Content starts

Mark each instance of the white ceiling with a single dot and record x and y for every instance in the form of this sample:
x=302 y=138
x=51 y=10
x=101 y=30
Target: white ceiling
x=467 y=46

Content ends

= Task objective =
Write out the whole listing exactly.

= Exercise result =
Mark each instance of the white ceiling with a single dot and record x and y for every instance in the form of this sample:
x=302 y=138
x=51 y=10
x=101 y=30
Target: white ceiling
x=467 y=46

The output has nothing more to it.